(Image point annotation entries)
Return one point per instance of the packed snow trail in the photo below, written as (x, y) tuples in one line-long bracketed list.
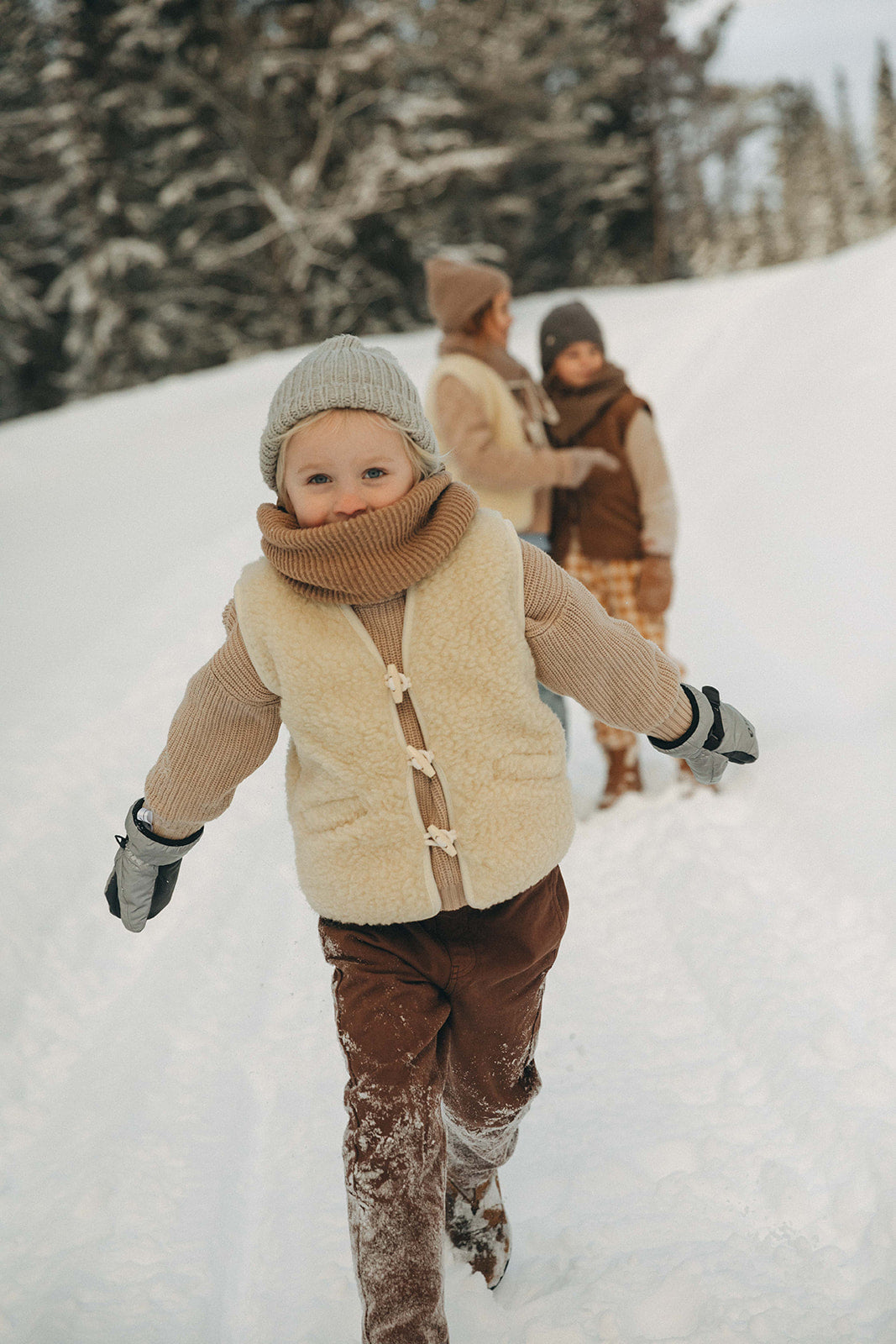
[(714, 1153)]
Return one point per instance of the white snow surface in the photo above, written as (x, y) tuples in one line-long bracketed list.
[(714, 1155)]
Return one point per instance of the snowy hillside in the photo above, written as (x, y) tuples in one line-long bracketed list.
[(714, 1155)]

Exercise:
Reproduce the lines from the very first one through the line containing "[(714, 1153)]", inclusive, substituting "compacted snow path" for "packed snow trail" and changing nothing else. Omit the pictures from your answer.

Finished task:
Return one point per instance of the compacted snow path in the photo below, written as (x, y) tuples in one line-long bracketed list.
[(714, 1153)]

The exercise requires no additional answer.